• [Work instruction]
Once you have located the line containing "the basket rim." in the material below, return it exactly along with each line after it through the line containing "the herb stem.".

• [Information provided]
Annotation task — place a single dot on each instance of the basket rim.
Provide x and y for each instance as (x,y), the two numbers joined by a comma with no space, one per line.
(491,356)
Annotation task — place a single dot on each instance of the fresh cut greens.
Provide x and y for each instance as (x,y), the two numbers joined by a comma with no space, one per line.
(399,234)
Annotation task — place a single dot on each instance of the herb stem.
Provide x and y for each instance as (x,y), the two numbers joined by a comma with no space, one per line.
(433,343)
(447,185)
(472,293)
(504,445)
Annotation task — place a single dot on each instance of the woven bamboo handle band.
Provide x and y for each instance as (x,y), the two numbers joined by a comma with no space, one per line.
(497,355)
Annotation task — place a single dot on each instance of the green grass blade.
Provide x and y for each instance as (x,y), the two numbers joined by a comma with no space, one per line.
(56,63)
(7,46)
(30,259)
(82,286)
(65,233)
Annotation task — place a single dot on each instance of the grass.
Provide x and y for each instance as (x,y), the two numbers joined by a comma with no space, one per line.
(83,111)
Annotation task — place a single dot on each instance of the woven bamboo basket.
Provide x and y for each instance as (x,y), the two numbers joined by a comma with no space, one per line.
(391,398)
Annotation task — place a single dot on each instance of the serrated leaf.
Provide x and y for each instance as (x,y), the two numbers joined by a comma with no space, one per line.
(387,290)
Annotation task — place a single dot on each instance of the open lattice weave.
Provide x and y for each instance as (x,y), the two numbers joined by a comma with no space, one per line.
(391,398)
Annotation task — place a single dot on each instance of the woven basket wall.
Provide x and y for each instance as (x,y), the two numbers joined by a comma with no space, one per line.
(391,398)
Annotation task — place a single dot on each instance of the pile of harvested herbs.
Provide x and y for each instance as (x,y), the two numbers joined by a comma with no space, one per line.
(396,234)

* * *

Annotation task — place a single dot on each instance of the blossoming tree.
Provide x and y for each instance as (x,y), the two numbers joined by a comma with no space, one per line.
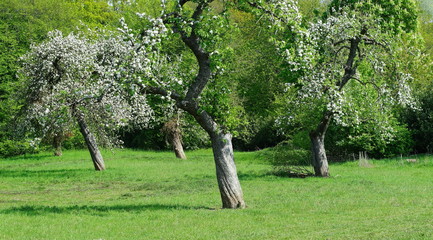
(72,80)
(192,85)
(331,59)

• [Result below]
Annotation task — place a single dot on each instance of the basket rim.
Provide x and y for each instance as (x,y), the two numbers joined by a comma with no space, one per line.
(491,356)
Annotation task — place a single dot on each instance of the fresh cut greens.
Provide x and y for each instance as (x,y), the two numbers joined by a comma with no space, one per line.
(399,234)
Annotation task — place a single dot on each instance of the herb stem.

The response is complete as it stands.